The work seeks to investigate the subjective experience of the passing of time. "How long is a moment? At what rate does time actually pass?"

Our Time was originally commissioned by Dark Mofo before being acquisitioned by MONA, Tasmania.  The work was later used in Christopher Bailey's final runway show for Burberry.

=== Momentum (2013) ===
Momentum was originally commissioned by the Barbican Centre for its unique 90m long Curve gallery.  It was the first in a series of kinetic sculptures created by the studio.

Using light, sound, and movement UVA transformed the Curve into a spatial instrument, installing a sequence of pendulum-like elements throughout the gallery to create an evolving composition of light and sound. The pendulums projected shadows and planes of light across the 6 metre-high walls and curved floor of the space.

Visitors each had a unique experience of the work according to their movement, and the movement of the pendulums. Momentum is one of the gallery's most popular exhibitions to date with over 77,500 visitors, an average of 717 visitors per day.

=== Volume (2006) ===
UVA's large-scale installation Volume first appeared in the garden of London's V&A museum in 2006 and has since toured far as Hong Kong, Taiwan, St. Petersburg, Paris and Melbourne.

The work consists of a field of 48 luminous, sound-emitting columns that respond to movement. Visitors are encouraged to weave a path through the sculpture, creating their own unique journey in light and music.

Volume won a Yellow Pencil at the D&AD awards and featured in the London Design Museum's "Design of the Year" show in 2008.

== Selected works ==
- Hidden Order, a projection mapping installation on the Casa Batlló's exterior, Barcelona, to mark the 100th anniversary of Antoni Gaudí's death (2026).
- Beholder, commissioned by Birmingham Open Media gallery (2018)
- Spirit of the City, commissioned by A/D/O (2018)
- Elements, commissioned by A/D/O (2018)
- Flux painting (2017)
- New Dawn (2017)
- Etymologies (2017)
- A Distant View (2017)
- 440Hz commissioned by MONA for Dark Mofo (2016)
- Musica Universalis, commissioned by Day for Night Festival (2016)

● **INPUT DATA**:
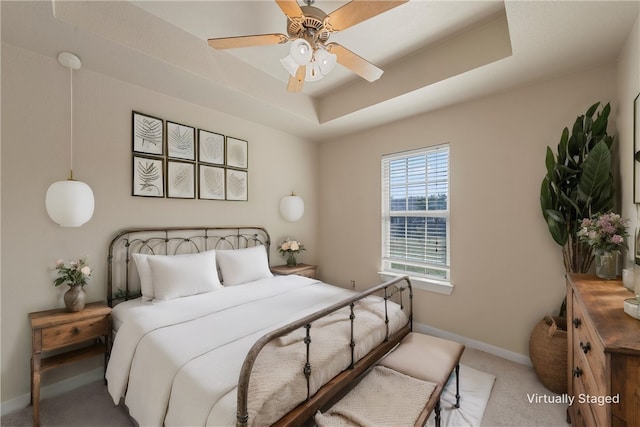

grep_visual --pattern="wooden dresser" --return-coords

● **SET OF TASKS**:
A - Summarize the extract on UVA's installations in two sentences.
B - According to the extract on UVA's installations, how many visitors did Momentum attract?

● **OUTPUTS IN ORDER**:
A - The extract describes several UVA installations, including Our Time, first commissioned by Dark Mofo and later acquired by MONA, and Momentum, the studio's first kinetic sculpture, which placed pendulum-like elements throughout the Barbican Centre's Curve gallery. It also covers Volume, a field of 48 luminous, sound-emitting columns that first appeared at London's V&A museum in 2006 and has since toured internationally, and it closes with a list of selected works from 2016 to 2026.

B - Momentum attracted over 77,500 visitors, an average of 717 per day.